ПРИВЕДЁННЫЙ ТЕКСТ:

Поездка на пароходе уже изрядно надоела, и мы с нетерпением ждали Кобе, откуда должны были отправиться на велосипедах.

Едва мы успели сойти с парохода, дорожные полисмены повели нас для допроса портовой полиции в Кобе. Чистенько одетый в штатское платье представитель портовой полиции, хорошо говорящий по-русски, и с ним еще двое японцев предложили нам сесть.

— Я должен задать вам несколько вопросов, на которые вы будьте добры ответить. Скажите пожалуйста, кто вы такие и надолго ли приехали в Японию?

Мы ответили, что мы участники велосипедного пробега и через Японию намерены ехать в Мексику с пароходом «Ракуйо Мару». Так как пароход уходит 4 августа и в нашем распоряжении до отхода его остается только пять дней, то нам придется ехать на поезде, а не на велосипеде.

— А скажите пожалуйста, — так все время начинал свою речь полисмен, — почему вы не едете на велосипеде?

— Да потому, что в пять дней мы не успеем доехать до Иокогамы!

— Я извиняюсь, но, как мне известно, пароход «Ракуйо Мару» опаздывает и уйдет из Иокогамы 12 августа.

Мы высчитали, что в нашем распоряжении остается 10 дней, и сказали, что поедем на велосипедах из Кобе до Токио.

Однако полисмен нас не выпускал и продолжал свой допрос.

— А позвольте узнать, кто ваши папа и мама? Чем они занимаются?

Мы старались как можно предупредительнее отвечать на его вопросы, чтобы он нас поскорее освободил; однако допрос, вместо нескольких минут, затянулся на два часа. Любезность была чрезвычайная.

— А извините, вы белые или красные?

Мы с гордостью ответили, что мы советские, красные.

— А кто вам дает деньги? Их очень много надо.

Испугавшись, как бы он не потребовал предъявить ему имеющиеся у нас деньги, мы решили как-нибудь вывернуться.

— Деньги дает спортивная организация.

— Партийная? — зацепился он.

— Нет, спортивная.

— А, простите, сколько вам дали денег? Или вам высылают?

— Высылают на иностранные банки, — соврали мы.

После этого «любезного» допроса нас отправили в таможню.

Под навесом таможенные чины осматривали багаж. Без особых задержек они переглядели наше жалкое имущество и, пометив его мелом, нас отпустили. Один из полисменов пошел нас провожать.

На улице на нас смотрели с удивлением; но японцы не собирались в громадные толпы, как это было в Китае, а внимательно посмотрев, шли дальше.

Приготовление к поездке на велосипедах заняло у нас целый вечер. Ночью мы отправились осматривать город. Сели в трамвай. Трамваи Кобе больше и просторнее наших. Они очень светлые. Билет стоит 8 копеек, причем за эти деньги вы можете объездить весь город, так как с одного трамвая на другой дают пересадочный билет.

Записи, выбранные из коллекции
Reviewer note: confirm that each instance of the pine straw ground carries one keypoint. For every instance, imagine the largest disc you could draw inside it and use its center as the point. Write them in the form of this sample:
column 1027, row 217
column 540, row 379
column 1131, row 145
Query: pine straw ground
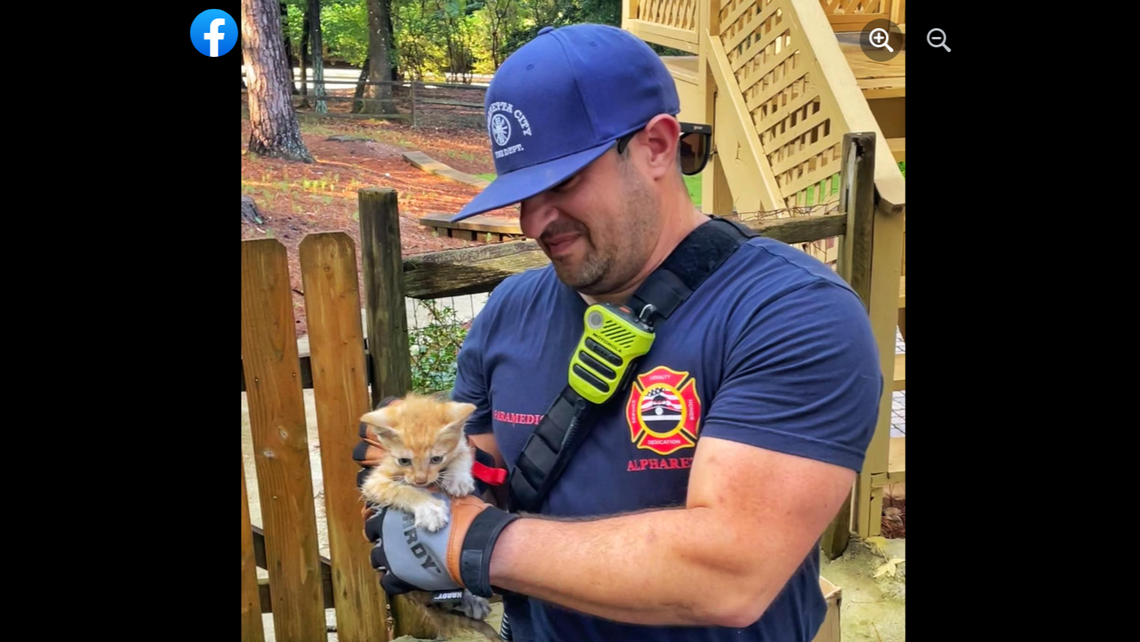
column 296, row 198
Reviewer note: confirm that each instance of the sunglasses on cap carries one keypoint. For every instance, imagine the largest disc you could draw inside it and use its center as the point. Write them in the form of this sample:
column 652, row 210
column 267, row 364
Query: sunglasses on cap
column 693, row 149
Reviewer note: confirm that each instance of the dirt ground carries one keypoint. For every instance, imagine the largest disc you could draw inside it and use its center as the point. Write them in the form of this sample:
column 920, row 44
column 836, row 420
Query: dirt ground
column 296, row 198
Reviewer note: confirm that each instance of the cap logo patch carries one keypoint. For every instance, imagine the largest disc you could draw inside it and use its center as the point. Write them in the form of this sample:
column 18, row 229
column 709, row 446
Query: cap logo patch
column 499, row 127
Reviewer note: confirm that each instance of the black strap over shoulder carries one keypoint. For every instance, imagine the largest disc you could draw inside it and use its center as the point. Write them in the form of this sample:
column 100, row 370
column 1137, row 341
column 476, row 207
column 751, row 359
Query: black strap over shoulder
column 570, row 417
column 690, row 263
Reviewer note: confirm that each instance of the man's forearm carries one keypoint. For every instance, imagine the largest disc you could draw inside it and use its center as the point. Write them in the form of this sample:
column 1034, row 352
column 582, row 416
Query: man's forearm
column 658, row 568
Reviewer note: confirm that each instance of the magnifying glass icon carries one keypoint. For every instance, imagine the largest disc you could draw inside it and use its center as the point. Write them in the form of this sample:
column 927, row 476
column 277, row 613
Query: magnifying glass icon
column 880, row 39
column 937, row 38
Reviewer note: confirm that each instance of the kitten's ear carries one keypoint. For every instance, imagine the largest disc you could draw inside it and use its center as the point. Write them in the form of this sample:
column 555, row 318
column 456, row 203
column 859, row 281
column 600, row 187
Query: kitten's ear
column 458, row 414
column 381, row 422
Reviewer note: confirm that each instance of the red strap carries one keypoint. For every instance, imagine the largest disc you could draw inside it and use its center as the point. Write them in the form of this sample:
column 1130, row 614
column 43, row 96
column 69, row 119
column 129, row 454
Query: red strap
column 487, row 474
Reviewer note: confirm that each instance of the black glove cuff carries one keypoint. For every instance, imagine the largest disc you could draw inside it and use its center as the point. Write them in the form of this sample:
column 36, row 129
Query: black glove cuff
column 475, row 557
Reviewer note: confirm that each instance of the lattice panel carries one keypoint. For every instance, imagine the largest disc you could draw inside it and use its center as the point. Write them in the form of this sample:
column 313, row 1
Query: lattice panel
column 680, row 14
column 791, row 112
column 855, row 7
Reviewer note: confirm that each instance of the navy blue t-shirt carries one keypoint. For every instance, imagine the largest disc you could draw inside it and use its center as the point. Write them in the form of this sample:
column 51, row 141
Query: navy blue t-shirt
column 774, row 350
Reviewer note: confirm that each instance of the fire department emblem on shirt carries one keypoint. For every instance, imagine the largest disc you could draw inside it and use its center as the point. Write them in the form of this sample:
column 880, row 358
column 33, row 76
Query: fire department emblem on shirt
column 664, row 411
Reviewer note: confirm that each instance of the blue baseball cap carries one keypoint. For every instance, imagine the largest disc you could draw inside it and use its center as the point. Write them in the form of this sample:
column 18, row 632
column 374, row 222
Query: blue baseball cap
column 562, row 100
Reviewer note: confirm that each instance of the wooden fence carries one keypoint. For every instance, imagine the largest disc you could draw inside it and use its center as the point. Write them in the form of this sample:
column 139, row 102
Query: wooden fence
column 301, row 584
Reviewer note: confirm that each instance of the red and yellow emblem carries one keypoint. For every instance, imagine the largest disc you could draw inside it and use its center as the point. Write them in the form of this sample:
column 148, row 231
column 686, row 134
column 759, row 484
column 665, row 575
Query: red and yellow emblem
column 664, row 411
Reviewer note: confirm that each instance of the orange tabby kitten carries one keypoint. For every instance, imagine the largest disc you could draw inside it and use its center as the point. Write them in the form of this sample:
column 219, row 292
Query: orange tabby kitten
column 425, row 447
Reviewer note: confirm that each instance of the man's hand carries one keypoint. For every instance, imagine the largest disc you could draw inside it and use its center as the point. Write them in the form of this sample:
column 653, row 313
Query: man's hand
column 457, row 555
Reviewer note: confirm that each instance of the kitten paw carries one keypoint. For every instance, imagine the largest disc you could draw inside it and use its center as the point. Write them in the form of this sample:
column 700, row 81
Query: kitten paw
column 431, row 515
column 459, row 487
column 474, row 607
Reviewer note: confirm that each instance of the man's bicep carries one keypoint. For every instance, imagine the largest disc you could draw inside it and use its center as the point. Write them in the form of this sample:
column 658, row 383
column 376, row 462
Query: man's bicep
column 732, row 476
column 773, row 506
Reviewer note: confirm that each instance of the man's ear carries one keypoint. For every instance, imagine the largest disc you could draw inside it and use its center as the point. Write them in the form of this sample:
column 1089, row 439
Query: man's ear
column 661, row 137
column 381, row 423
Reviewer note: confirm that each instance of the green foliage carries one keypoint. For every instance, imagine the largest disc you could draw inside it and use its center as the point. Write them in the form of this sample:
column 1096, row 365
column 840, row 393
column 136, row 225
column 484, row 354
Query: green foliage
column 343, row 29
column 434, row 350
column 439, row 37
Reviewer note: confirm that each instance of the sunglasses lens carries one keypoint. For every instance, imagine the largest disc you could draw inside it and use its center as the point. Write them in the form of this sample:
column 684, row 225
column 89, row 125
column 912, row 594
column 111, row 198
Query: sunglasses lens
column 694, row 153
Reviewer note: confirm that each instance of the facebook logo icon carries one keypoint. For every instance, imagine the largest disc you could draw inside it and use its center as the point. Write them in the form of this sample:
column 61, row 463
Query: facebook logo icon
column 213, row 33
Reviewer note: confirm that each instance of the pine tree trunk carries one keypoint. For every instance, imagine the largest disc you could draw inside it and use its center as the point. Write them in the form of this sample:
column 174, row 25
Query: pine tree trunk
column 274, row 130
column 318, row 70
column 380, row 70
column 357, row 105
column 391, row 40
column 304, row 59
column 288, row 51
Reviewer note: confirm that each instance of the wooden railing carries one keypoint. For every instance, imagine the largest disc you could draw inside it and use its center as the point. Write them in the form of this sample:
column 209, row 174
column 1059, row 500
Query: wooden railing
column 853, row 15
column 672, row 23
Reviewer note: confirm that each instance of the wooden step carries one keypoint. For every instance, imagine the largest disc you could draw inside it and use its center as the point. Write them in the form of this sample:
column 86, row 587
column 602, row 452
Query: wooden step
column 429, row 164
column 475, row 228
column 900, row 372
column 897, row 148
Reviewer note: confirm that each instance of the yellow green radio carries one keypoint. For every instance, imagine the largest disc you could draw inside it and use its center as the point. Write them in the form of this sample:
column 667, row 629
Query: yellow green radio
column 613, row 338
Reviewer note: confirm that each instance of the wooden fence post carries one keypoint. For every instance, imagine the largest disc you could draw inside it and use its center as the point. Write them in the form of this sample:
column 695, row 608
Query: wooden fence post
column 281, row 443
column 414, row 123
column 856, row 200
column 332, row 302
column 383, row 283
column 872, row 261
column 251, row 607
column 388, row 335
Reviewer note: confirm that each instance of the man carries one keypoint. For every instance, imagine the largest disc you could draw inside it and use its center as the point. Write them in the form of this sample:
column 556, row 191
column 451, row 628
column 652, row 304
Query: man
column 700, row 494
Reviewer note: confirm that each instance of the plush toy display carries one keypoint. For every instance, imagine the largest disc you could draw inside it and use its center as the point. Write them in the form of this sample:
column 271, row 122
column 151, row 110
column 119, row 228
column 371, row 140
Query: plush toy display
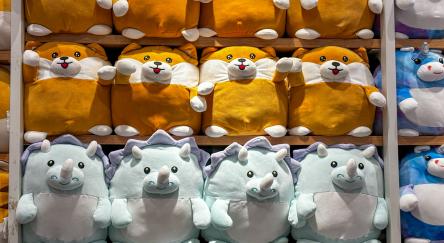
column 238, row 79
column 67, row 90
column 156, row 191
column 339, row 195
column 311, row 19
column 4, row 107
column 249, row 190
column 420, row 19
column 422, row 191
column 334, row 95
column 264, row 19
column 151, row 18
column 5, row 24
column 153, row 89
column 65, row 194
column 66, row 16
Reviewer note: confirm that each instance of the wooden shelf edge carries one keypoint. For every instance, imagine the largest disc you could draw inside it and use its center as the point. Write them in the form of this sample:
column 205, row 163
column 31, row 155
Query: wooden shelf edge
column 280, row 43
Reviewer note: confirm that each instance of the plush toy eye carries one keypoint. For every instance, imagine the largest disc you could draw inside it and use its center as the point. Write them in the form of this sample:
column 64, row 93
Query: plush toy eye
column 50, row 163
column 250, row 174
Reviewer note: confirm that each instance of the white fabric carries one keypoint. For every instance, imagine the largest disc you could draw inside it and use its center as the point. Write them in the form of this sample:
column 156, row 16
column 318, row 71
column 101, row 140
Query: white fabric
column 258, row 222
column 430, row 198
column 425, row 14
column 159, row 220
column 88, row 71
column 343, row 216
column 64, row 217
column 358, row 74
column 184, row 73
column 216, row 71
column 429, row 111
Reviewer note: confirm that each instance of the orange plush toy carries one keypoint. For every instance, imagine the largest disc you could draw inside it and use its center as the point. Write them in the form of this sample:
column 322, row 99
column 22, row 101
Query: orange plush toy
column 67, row 90
column 264, row 19
column 153, row 89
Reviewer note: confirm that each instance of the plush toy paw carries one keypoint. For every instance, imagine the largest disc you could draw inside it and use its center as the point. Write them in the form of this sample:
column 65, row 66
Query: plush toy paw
column 408, row 105
column 408, row 202
column 31, row 58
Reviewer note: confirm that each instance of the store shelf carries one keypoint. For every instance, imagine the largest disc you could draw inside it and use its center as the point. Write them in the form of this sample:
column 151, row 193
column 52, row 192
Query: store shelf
column 283, row 44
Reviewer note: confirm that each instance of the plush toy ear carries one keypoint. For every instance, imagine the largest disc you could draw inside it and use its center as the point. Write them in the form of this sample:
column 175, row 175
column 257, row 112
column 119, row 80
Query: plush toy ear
column 131, row 47
column 189, row 49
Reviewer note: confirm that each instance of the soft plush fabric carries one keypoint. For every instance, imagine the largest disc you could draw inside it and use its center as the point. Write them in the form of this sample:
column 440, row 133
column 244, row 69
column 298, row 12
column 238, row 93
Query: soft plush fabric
column 236, row 80
column 262, row 18
column 309, row 19
column 345, row 203
column 156, row 191
column 67, row 90
column 334, row 94
column 4, row 108
column 65, row 193
column 249, row 190
column 420, row 19
column 66, row 16
column 153, row 89
column 422, row 189
column 151, row 18
column 5, row 24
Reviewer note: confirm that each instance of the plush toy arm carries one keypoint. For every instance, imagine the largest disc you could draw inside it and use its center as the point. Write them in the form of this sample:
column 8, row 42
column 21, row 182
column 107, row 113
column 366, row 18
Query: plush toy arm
column 219, row 214
column 102, row 214
column 120, row 216
column 380, row 220
column 26, row 209
column 201, row 213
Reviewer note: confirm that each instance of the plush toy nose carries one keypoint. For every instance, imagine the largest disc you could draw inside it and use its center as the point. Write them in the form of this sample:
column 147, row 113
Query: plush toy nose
column 352, row 168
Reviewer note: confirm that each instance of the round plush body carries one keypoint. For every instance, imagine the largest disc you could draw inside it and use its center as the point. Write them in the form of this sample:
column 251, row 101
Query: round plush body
column 345, row 203
column 66, row 16
column 420, row 19
column 422, row 190
column 248, row 190
column 156, row 191
column 65, row 192
column 162, row 77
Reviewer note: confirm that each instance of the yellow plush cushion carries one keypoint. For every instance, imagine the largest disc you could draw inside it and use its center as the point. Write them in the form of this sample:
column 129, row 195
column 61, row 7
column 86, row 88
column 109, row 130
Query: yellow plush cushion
column 66, row 16
column 159, row 18
column 241, row 18
column 331, row 18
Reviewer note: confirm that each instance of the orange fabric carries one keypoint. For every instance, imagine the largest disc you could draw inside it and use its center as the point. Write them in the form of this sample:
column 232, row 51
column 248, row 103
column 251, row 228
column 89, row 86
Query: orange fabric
column 241, row 18
column 160, row 18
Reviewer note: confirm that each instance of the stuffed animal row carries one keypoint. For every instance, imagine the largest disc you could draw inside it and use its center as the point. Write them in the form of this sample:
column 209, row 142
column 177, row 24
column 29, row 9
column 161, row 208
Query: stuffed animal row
column 266, row 19
column 162, row 190
column 71, row 88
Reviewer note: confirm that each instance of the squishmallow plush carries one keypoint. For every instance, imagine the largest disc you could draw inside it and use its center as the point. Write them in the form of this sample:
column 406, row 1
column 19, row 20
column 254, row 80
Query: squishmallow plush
column 65, row 193
column 264, row 19
column 45, row 17
column 249, row 190
column 345, row 203
column 334, row 94
column 67, row 90
column 5, row 24
column 151, row 18
column 156, row 191
column 237, row 79
column 420, row 19
column 4, row 108
column 153, row 89
column 422, row 190
column 312, row 19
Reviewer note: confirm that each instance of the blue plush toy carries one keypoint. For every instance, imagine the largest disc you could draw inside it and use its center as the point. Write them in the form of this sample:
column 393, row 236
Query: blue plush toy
column 339, row 195
column 156, row 191
column 422, row 195
column 249, row 189
column 65, row 194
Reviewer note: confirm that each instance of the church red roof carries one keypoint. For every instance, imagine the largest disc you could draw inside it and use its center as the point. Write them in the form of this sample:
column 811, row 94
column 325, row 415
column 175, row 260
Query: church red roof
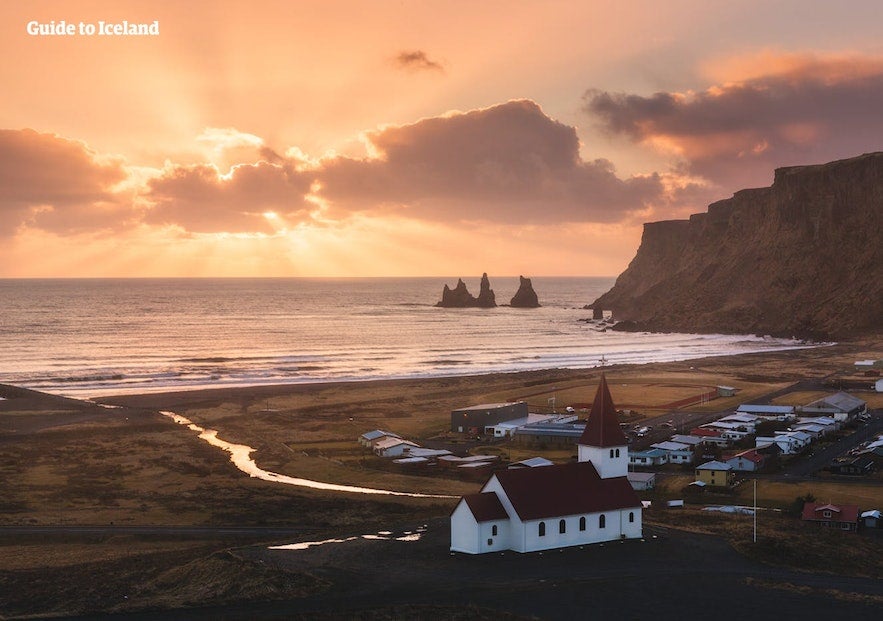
column 603, row 427
column 567, row 489
column 486, row 507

ПЕРЕЧЕНЬ ЗАДАНИЙ:
(1) Сколько стоит билет на трамвай в Кобе согласно отрывку о прибытии в Японию?
(2) Измените строки записей от строки с «Reviewer note: confirm that each instance of the blue plush» до конца записей включительно, заменив «Query» на «Label» и оставив всё прочее без изменений. Приведите только эти строки и не включайте в ответ изображения.
Эти записи никак не связаны с приведённым текстом.

ОТВЕТЫ К ЗАДАНИЯМ:
(1) 8 копеек.

(2)
Reviewer note: confirm that each instance of the blue plush toy carries one keypoint. For every instance, imagine the largest disc you could draw inside it and use its center as the point. Write them in the form of this sample:
column 393, row 236
Label: blue plush toy
column 339, row 195
column 156, row 191
column 422, row 195
column 249, row 189
column 65, row 194
Reviewer note: confirm that each instance of the church red roof carries one keypoint. For every instance, imagine the largest disc you could draw inside it and use its center as the point. Write them in the form of this sample:
column 811, row 94
column 325, row 415
column 175, row 260
Label: church red roof
column 603, row 427
column 567, row 489
column 486, row 507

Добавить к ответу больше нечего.